_Description of the task_
Copy out the items from the line containing "out the vehicle" up to and including the line containing "372,317,405,344", swapping "windscreen" for "windshield" and changing nothing else.
>> start Input for this task
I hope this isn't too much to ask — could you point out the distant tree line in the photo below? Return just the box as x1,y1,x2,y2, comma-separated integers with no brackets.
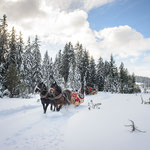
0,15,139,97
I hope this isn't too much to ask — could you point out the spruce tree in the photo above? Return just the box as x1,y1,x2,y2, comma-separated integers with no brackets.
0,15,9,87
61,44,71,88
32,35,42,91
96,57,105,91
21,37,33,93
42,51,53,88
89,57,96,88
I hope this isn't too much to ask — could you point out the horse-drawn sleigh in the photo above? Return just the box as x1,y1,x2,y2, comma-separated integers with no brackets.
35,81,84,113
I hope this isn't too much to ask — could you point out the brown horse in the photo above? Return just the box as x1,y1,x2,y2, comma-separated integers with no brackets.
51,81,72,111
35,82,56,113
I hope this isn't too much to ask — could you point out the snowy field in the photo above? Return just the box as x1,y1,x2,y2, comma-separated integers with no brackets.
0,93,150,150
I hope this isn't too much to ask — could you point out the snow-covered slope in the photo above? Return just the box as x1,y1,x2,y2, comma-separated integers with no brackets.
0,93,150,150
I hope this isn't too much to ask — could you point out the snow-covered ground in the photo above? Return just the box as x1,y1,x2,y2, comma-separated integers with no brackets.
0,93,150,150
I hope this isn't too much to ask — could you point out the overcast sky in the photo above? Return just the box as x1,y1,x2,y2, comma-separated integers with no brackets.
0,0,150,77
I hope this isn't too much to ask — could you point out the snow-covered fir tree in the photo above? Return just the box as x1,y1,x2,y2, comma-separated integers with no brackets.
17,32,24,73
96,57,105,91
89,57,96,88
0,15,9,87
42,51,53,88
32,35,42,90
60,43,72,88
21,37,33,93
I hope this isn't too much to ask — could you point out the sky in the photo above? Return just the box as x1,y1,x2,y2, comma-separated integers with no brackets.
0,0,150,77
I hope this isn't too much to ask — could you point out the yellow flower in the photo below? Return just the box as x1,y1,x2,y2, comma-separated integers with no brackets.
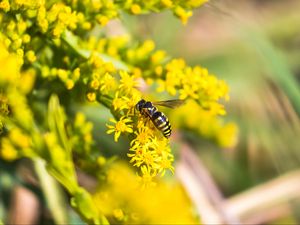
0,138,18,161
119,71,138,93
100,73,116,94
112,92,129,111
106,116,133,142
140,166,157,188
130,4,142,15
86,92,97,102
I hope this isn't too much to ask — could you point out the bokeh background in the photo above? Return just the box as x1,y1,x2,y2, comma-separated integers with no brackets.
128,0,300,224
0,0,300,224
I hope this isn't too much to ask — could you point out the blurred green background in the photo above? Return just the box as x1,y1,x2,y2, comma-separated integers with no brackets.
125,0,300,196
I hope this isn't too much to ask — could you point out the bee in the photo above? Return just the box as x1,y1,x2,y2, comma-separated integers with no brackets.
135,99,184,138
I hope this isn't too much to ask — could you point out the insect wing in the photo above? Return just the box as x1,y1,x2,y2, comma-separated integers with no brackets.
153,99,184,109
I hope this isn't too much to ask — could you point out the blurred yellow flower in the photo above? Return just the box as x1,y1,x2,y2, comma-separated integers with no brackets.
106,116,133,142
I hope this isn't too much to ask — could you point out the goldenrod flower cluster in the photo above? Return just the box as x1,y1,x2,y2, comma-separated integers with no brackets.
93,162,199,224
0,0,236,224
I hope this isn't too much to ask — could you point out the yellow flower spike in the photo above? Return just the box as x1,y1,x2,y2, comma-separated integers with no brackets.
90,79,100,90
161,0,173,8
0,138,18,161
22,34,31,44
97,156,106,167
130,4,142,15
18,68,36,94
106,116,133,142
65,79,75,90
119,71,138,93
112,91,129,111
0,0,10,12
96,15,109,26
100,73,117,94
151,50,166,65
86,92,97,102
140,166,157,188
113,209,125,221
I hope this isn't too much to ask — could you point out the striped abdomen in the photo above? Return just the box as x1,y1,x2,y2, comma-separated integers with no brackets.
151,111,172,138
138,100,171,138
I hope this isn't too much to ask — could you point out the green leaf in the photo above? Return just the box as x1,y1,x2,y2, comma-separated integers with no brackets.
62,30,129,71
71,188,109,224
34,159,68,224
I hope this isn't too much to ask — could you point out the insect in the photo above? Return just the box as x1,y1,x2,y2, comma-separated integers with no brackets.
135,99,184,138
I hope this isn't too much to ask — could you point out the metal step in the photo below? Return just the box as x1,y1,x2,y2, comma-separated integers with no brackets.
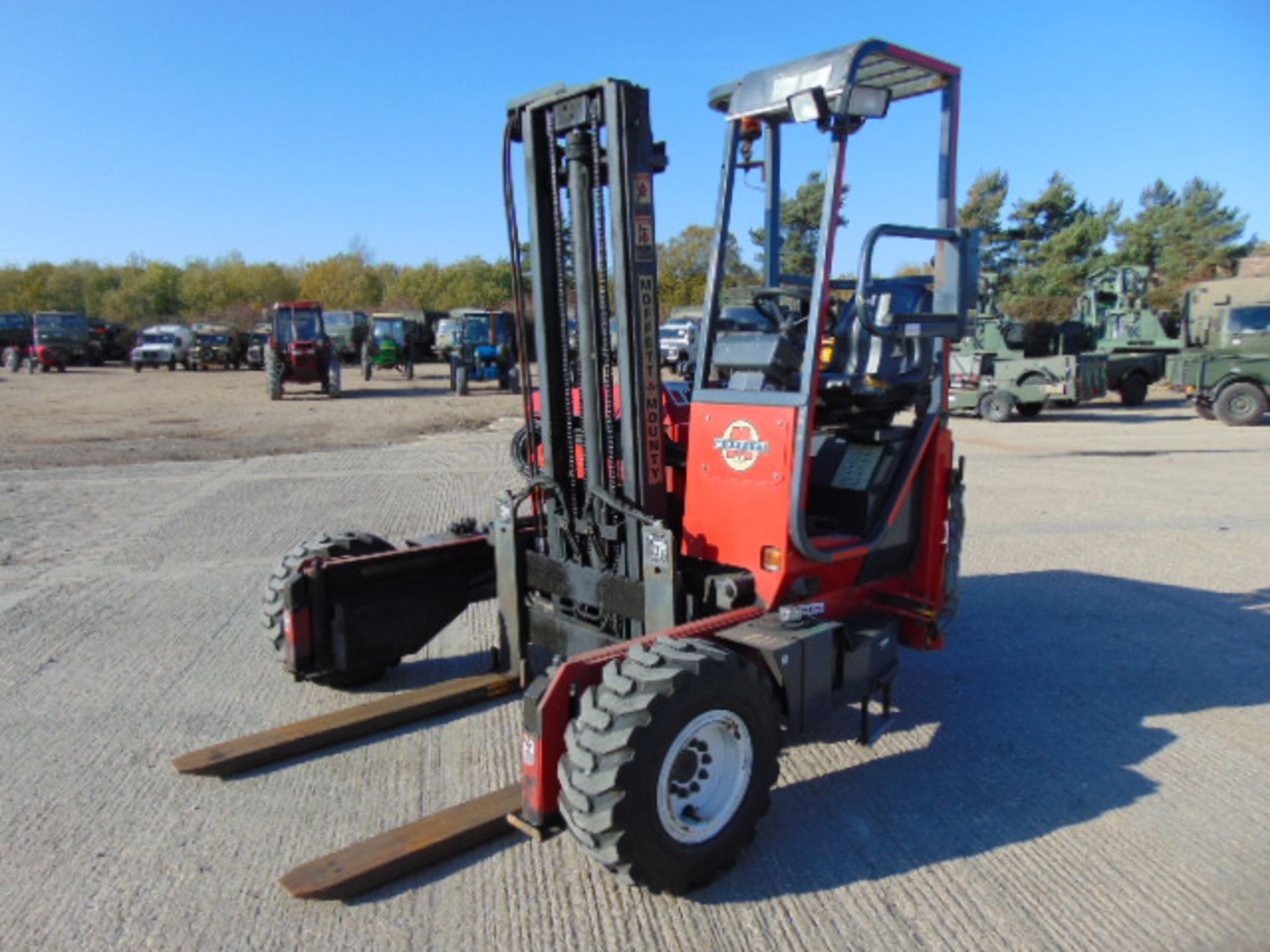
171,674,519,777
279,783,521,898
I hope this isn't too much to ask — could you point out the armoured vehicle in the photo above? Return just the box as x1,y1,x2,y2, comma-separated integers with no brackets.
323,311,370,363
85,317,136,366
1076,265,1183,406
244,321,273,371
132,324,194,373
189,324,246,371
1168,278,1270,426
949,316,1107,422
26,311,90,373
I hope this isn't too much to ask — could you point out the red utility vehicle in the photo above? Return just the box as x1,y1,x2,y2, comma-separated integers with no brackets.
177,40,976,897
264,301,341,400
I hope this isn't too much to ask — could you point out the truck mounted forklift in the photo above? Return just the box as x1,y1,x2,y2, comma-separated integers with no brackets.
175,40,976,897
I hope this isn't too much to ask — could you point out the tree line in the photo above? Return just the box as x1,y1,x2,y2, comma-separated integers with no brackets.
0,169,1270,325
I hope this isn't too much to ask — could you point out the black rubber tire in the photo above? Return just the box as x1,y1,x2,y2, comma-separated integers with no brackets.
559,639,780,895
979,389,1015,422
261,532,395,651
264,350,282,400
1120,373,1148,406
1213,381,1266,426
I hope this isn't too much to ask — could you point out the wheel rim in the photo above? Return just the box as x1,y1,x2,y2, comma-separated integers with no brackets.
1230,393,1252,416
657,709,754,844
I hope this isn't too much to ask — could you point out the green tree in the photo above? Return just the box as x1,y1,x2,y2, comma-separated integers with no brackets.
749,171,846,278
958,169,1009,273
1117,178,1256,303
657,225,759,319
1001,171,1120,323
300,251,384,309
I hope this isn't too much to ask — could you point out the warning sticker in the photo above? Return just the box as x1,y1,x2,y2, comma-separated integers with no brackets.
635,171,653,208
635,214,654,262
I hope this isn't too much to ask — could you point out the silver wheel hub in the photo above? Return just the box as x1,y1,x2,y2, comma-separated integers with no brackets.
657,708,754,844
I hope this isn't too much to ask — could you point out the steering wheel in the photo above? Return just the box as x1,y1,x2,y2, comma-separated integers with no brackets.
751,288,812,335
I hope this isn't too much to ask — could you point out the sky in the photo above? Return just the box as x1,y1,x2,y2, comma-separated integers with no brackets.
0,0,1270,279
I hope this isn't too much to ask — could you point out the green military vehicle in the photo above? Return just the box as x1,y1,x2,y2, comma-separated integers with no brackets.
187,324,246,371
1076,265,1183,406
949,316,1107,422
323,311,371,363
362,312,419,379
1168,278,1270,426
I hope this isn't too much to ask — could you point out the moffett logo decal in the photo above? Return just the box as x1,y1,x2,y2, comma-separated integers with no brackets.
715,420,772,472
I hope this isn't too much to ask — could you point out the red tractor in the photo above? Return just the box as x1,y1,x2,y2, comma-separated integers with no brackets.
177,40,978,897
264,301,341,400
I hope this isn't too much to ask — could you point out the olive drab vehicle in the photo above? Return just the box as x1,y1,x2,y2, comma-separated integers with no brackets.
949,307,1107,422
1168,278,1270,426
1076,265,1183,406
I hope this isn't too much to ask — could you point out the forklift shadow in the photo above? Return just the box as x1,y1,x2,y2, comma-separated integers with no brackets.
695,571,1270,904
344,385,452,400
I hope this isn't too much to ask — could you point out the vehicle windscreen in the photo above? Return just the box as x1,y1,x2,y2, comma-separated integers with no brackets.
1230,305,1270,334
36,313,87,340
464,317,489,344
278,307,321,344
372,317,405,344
>> end Input for this task
>> start Input for this task
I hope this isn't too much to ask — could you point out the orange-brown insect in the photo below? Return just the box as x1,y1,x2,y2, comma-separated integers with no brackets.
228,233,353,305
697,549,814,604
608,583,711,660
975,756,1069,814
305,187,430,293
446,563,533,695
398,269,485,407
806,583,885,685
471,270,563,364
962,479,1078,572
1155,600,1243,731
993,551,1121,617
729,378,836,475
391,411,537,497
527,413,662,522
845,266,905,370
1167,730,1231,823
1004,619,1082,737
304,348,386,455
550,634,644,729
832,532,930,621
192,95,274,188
>> end Input for this task
>> start Input for this task
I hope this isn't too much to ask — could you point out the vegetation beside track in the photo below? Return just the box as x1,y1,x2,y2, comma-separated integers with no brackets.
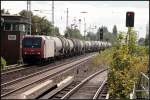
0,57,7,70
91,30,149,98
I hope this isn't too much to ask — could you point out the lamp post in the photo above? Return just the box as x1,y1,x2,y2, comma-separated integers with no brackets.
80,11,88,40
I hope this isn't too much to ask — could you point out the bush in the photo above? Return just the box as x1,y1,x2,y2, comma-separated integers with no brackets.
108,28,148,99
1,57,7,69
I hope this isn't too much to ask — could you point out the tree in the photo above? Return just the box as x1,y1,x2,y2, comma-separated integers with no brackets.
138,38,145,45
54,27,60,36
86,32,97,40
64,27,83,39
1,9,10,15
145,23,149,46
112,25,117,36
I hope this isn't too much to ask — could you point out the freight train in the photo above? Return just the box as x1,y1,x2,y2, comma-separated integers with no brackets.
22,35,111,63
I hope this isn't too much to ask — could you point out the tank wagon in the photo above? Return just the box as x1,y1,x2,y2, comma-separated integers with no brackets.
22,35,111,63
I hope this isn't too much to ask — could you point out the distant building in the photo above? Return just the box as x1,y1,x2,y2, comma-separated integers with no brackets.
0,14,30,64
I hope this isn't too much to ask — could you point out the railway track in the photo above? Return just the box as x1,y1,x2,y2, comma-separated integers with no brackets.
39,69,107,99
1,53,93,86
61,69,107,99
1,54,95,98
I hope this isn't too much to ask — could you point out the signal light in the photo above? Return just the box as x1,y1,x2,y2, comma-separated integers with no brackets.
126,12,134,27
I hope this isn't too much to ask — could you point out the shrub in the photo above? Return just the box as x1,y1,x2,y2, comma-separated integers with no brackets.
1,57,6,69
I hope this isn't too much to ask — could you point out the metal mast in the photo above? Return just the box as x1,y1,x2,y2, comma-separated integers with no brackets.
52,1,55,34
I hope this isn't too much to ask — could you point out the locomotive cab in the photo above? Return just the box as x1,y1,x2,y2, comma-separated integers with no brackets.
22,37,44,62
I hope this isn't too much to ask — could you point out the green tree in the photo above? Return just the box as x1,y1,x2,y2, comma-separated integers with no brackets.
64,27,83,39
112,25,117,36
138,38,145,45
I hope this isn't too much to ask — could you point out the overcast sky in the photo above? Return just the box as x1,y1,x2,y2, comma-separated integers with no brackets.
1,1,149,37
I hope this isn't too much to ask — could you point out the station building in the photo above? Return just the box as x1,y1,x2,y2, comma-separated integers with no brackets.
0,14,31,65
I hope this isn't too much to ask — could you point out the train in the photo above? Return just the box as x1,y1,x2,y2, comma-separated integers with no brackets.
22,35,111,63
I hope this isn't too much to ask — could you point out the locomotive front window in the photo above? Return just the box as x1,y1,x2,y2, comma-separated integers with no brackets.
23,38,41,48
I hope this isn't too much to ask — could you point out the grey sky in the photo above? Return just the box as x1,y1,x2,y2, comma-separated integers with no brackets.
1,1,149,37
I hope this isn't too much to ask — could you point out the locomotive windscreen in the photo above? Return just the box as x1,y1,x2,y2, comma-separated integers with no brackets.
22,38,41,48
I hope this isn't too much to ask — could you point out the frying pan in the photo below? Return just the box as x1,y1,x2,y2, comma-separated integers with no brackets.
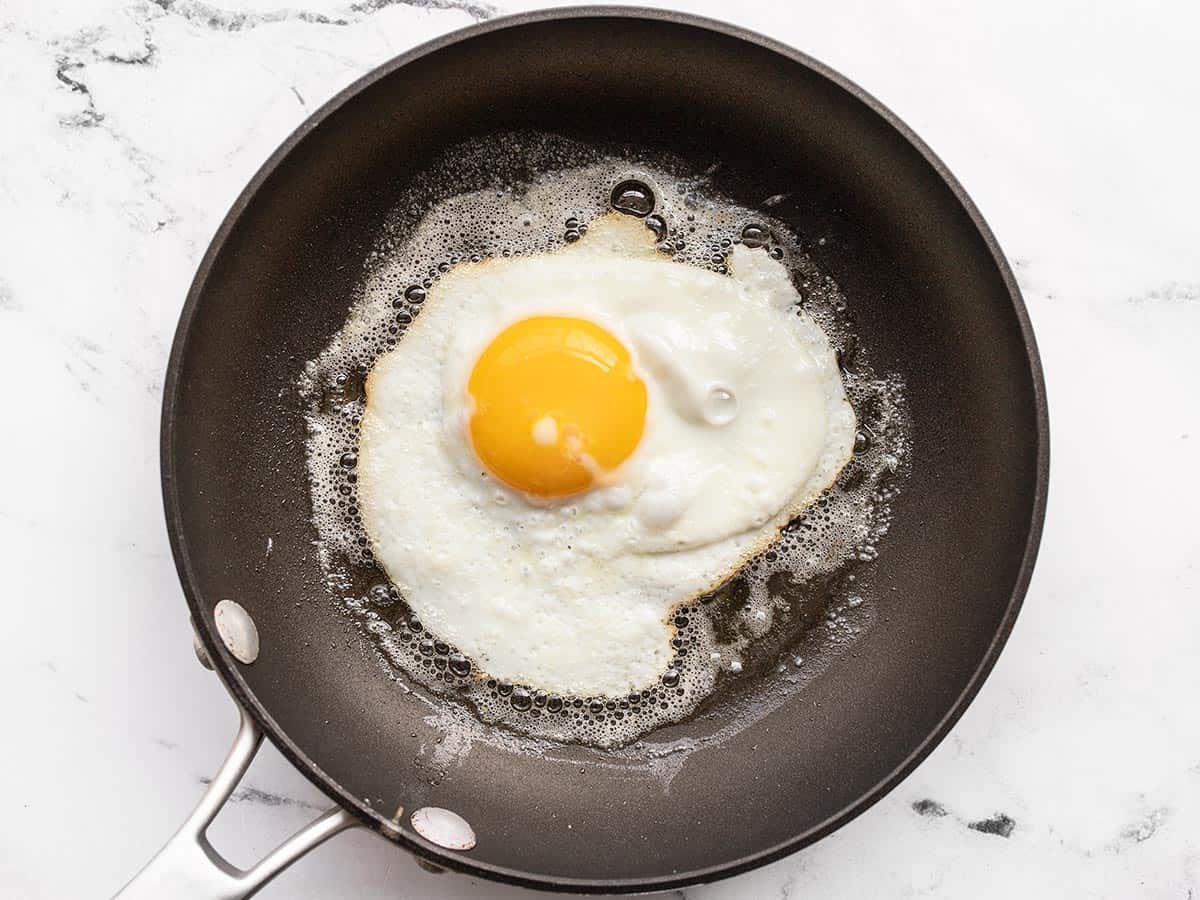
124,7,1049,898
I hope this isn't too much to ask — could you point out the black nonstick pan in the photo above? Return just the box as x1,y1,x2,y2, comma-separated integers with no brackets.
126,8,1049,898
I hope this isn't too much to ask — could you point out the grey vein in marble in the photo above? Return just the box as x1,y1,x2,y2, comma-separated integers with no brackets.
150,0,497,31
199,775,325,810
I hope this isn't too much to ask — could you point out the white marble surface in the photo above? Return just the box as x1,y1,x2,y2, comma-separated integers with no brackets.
>> end Input for this task
_Answer in full_
I hope this isn't too much to ask — could you point out the vehicle windshield in the photo above? Return just the box as x1,y1,x2,y2, comma-separated integers with no brackets.
1230,305,1270,334
36,313,87,340
464,317,489,344
278,307,321,344
372,317,405,344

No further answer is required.